→ Set task
No images are to be carried over; print all other material exactly as it stands.

→ The records
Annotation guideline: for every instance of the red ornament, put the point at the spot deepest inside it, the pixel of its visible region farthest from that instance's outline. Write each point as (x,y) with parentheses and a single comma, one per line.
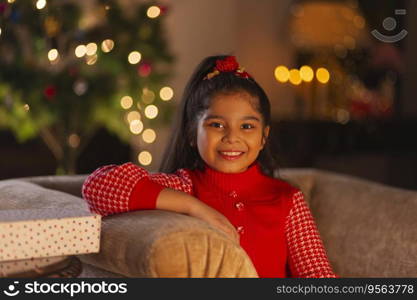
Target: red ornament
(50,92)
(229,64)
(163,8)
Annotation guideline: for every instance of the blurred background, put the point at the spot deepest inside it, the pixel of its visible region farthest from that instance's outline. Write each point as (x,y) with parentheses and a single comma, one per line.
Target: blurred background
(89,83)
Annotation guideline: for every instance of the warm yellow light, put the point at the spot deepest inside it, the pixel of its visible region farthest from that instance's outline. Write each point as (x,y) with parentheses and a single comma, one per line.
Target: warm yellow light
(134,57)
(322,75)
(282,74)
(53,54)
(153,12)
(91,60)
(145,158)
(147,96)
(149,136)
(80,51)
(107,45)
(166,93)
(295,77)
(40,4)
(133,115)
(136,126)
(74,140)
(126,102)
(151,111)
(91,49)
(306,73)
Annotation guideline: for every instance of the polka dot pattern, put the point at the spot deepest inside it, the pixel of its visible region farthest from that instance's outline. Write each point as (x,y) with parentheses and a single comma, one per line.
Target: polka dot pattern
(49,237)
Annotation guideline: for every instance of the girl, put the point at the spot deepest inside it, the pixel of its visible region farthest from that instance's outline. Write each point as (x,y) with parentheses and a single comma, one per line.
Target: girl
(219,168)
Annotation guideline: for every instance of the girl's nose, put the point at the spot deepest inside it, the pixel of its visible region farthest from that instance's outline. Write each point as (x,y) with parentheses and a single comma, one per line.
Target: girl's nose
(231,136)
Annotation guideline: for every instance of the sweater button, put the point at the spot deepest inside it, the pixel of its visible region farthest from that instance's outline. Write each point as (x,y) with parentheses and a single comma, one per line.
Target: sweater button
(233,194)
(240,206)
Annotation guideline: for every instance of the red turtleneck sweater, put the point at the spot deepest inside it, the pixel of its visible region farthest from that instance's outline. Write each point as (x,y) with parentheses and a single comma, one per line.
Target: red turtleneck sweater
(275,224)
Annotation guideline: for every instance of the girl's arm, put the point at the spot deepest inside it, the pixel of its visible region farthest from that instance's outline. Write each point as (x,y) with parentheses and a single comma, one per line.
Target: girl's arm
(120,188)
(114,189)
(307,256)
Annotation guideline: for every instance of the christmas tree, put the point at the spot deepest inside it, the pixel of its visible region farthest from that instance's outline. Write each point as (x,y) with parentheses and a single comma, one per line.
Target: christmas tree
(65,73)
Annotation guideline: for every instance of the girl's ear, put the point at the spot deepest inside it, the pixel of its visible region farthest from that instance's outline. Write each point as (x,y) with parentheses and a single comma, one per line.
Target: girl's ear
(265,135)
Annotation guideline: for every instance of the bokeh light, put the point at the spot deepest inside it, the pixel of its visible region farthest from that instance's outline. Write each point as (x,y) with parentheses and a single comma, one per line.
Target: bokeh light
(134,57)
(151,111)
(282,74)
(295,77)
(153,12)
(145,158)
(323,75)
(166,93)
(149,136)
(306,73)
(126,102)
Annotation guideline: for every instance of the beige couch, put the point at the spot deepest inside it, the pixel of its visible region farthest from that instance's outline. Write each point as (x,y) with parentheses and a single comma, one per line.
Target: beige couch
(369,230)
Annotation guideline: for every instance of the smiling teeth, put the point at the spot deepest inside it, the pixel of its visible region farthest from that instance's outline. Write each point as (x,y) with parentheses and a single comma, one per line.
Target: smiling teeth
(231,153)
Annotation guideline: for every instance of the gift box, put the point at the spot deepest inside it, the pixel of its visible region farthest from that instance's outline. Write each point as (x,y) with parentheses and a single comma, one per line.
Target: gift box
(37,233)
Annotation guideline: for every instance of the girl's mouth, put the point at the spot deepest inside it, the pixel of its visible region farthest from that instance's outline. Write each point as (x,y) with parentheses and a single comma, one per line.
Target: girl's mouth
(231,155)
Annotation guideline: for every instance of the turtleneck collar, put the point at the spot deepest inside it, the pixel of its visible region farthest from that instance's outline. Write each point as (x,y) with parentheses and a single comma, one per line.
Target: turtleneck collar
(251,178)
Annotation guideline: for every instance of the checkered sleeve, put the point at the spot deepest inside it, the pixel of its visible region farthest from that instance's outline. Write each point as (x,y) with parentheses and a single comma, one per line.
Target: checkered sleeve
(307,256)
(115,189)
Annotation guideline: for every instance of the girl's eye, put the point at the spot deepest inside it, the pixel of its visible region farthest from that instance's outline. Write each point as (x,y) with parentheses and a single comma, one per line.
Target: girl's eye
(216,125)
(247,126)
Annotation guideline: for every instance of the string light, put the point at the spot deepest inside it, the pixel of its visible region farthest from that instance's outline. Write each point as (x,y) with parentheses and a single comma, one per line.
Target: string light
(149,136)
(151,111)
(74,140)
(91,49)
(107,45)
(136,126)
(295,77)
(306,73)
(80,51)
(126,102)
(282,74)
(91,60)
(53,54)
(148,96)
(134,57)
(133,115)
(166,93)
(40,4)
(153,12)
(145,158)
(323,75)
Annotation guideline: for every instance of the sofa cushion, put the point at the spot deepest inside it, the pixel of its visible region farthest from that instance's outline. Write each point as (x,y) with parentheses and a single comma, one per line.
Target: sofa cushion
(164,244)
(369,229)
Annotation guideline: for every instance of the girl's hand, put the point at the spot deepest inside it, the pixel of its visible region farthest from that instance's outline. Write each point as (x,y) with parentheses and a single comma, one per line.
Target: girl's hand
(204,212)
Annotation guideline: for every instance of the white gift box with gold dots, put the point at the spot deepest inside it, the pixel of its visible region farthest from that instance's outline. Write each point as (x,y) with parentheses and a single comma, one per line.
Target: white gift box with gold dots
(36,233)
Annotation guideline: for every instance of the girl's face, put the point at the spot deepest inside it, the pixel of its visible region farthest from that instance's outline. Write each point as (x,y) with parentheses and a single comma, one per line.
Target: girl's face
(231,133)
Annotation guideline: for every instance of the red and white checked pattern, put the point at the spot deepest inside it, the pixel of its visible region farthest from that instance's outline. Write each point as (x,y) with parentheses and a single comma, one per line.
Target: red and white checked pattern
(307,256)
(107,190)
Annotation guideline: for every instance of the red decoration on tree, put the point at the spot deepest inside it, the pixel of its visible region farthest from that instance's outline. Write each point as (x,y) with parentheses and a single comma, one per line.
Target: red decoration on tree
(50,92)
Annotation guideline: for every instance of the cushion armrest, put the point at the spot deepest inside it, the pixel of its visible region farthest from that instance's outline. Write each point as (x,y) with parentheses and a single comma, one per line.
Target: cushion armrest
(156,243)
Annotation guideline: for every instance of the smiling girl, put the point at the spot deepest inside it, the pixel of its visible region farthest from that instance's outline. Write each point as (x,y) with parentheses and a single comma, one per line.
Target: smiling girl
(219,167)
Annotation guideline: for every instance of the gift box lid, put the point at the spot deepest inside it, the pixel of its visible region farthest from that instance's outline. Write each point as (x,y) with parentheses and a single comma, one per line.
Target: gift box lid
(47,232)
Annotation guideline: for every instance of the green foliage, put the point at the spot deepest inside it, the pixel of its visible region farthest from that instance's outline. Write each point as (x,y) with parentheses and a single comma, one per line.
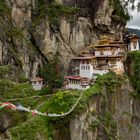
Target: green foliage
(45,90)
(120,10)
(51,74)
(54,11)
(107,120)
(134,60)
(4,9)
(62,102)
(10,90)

→ The response
Annotation guideline: for every instance of the red ornament, put the point at the spot deepest inside it, the pixel of its visible region farthest from that instance's outline. Write each point as (x,y) with parentheses and a single comma, one per line.
Target: red ornament
(50,92)
(229,64)
(163,8)
Annotation guideline: for every instance of the blurred background, put the point at the spot deepest inside it, the pixel of its visible region farthest from that instance's outline. Write each point as (x,y) with parentheses and a single comma, one per line.
Target: blurred background
(89,83)
Annotation guideline: for every instance of the warm yellow light, put the point at the spot deepest inside it, the pixel of its visible region farthest from that instance's outline. Write each point as (x,y) with parentheses and a single comma, one per line.
Target: warm yellow light
(134,57)
(322,75)
(282,74)
(53,54)
(153,12)
(91,60)
(145,158)
(147,96)
(149,136)
(80,51)
(107,45)
(166,93)
(295,77)
(40,4)
(133,115)
(136,126)
(74,140)
(126,102)
(151,111)
(91,49)
(306,73)
Annotation guideline: for every instance of the polka dot pattern, put the point at the spot deepest inside it, the pixel of its visible region farthest from that instance's outline. Write each point as (x,y) with parentheses and a single comma, one per line.
Target: polka dot pattern
(49,237)
Annotation guideline: for every instance of the girl, put the point at the spot deepest inside it, the pixel of its visible region farthest from that instance's outline. Write each point as (x,y) with parentheses and a single comma, one per line.
Target: girl
(219,168)
Annotation guideline: for every instance of the girl's nose, put the point at the spot deepest inside it, the pixel of its visible region farthest from that instance's outline. Write each point as (x,y) with parentheses and a single comma, one per line.
Target: girl's nose
(231,136)
Annotation guideline: for every instance of the sweater button, put the point at the spot deepest inside it, the pixel of its visible region farthest from that instance's outline. Write each point as (x,y) with parentheses and a single comma, one per line.
Target: sweater button
(233,194)
(240,206)
Annotation guideline: for every instance of the red turtleneck sweater, put the point at the spot deepest inside it, the pixel of its visible region farthest from that instance's outline. Write each point as (x,y) with parentheses and a single comma, one per line.
Target: red turtleneck sweater
(275,224)
Annotation guideline: for every instance of the girl's arm, put the point at the spot deepest inside it, the pixel of its visible region farthest from that instance's outline. Write each point as (x,y) with parentheses and a single comma, one per line.
Target: girl's arm
(120,188)
(114,189)
(307,256)
Annotation guideline: for every instance of the christmas tree, put the point at the spot deepest inside it, the pixel of its visible region farthest from that instance's outline. Write each point as (x,y) with parentheses and a single comma, one per line.
Target: christmas tree
(65,73)
Annotation guideline: for every instance of the girl's ear, put the point at the spot deepest inside it, the pixel of its visible region farthest from that instance's outline. Write each point as (x,y) with parentheses and a single comma, one per line.
Target: girl's ear
(265,135)
Annotation guideline: for every instance of the bokeh light, put the point at the spot deepest inside it, the pixel of its visible region farthest from that instance's outline. Write each point as (x,y) with parentheses and a single comma, one per line.
Target: bokeh light
(134,57)
(151,111)
(282,74)
(295,77)
(153,12)
(145,158)
(323,75)
(166,93)
(149,136)
(306,73)
(126,102)
Annotation guideline: for every instance of the beige couch, put the point at the spot deepest inside it, the pixel of its visible region farthest from that instance's outline. Write each point as (x,y) with parentheses and a single comma, one per line.
Target: beige couch
(369,230)
Annotation guideline: for every instance of the smiling teeth, put the point at the spot deepest inside it, the pixel of its visible region farthest from that instance's outline. Write each point as (x,y) with parentheses and a single comma, one per line.
Target: smiling teeth
(231,153)
Annotation guideline: for every instance of the gift box, put the point at the spot deepest inside it, the pixel of its visible region farthest from that instance's outline. Write each point as (x,y) with parentheses and a single comma, one per line.
Target: gift box
(37,233)
Annotation guideline: for every instance of the girl's mouth, put the point at the spot deepest inside it, the pixel of its visible region farthest from that instance's outline. Write each point as (x,y) with parentheses and a single comma, one per line.
Target: girl's mouth
(231,155)
Annotation guideline: for every instance of the turtleneck collar, put the point at the spot deepest inside it, the pixel of its visible region farthest from that instance's outline. Write each point as (x,y) with parentheses and a single comma, one per line.
Target: turtleneck collar
(251,178)
Annotation guideline: for every instance of the checkered sleeve, put the point at the spot deepest inside it, the pixel of its visible region farthest from that instance's outline. Write each point as (x,y) with parentheses and a single comma, one per line.
Target: checkered sleeve
(307,256)
(115,189)
Annotation guideline: for every instance of the girl's eye, put the point at the spot deepest inside it, the pixel of its visible region farthest from that instance's outline. Write each point as (x,y) with parentheses and a single comma, one per line.
Target: girl's eye
(216,125)
(247,126)
Annotation guideline: for every instance of the string light, put the point at the spot deepest inside it, the pixel of its visible region farthest from that instance's outline. Write each point as (x,y) with parentheses and a single comma, one per line.
Target: string light
(149,136)
(151,111)
(74,140)
(91,49)
(107,45)
(136,126)
(295,77)
(306,73)
(80,51)
(126,102)
(282,74)
(91,60)
(53,54)
(148,96)
(134,57)
(133,115)
(166,93)
(40,4)
(153,12)
(145,158)
(323,75)
Annotation guideline: for every instance of the sofa cushion, put the point at the spot deepest inside it, the pixel of its visible region farthest from that instance's outline. Write each point as (x,y) with parentheses and a single comma, one per line.
Target: sofa cushion
(164,244)
(369,229)
Annotation guideline: for every instance of the girl's hand, put the point at the spot deepest inside it, the pixel of its visible region farthest from that instance's outline. Write each point as (x,y) with parentheses and a single comma, one per line.
Target: girl's hand
(204,212)
Annotation guideline: for every instance of the white gift box with gold dots, put the point at the spot deepest inside it, the pixel of its visible region farthest from that instance's outline. Write each point as (x,y) with parentheses and a single comma, one per line.
Target: white gift box with gold dots
(36,233)
Annotation guideline: for every instance of the girl's face, put the point at the spot deepest inside it, the pixel of its visible region farthest from that instance's outline. Write each point as (x,y) with parentheses and a single comma, one per line.
Target: girl's face
(231,133)
Annotation guideline: for every instance of the red and white checked pattern, put the point at the spot deepest inside it, the pixel of its visible region farthest from that instance's outline. Write each point as (x,y) with parentheses and a single comma, one per line.
Target: red and white checked pattern
(307,256)
(107,190)
Annotation guideline: for every instance of the red decoration on tree, put the point at the spot deepest inside it, the pixel of its visible region farthest from that instance's outline. Write each point as (x,y) with parentheses and a single comma, one per line.
Target: red decoration on tree
(50,92)
Annotation guideline: for every instance of the cushion armrest, put the point at the spot deepest inside it, the pixel of its visible region farthest from that instance's outline. Write each point as (x,y) with parentheses and a single comma, one per line.
Target: cushion armrest
(156,243)
Annotation guideline: for every instance of the smiling girl, put the point at the spot deepest inside it, the pixel of its visible region farthest from that instance's outline. Write each point as (x,y) with parentheses and a single comma, one per line.
Target: smiling girl
(219,167)
Annotation guideline: for every instance of the gift box lid, put the point at the spot deepest inside it, the pixel of its visible region farthest from that instance's outline. Write each point as (x,y) with parentheses and a single comma, one per line.
Target: gift box lid
(47,232)
Annotation guideline: for every instance of the green foliage, put the point at the spot deepest inside it, the pixel of its visible region farthest from that instance's outline. Write each point as (x,y) with parentheses and a single comma, one per line.
Target: green foliage
(45,90)
(120,10)
(51,74)
(54,11)
(107,120)
(134,60)
(4,9)
(62,102)
(10,90)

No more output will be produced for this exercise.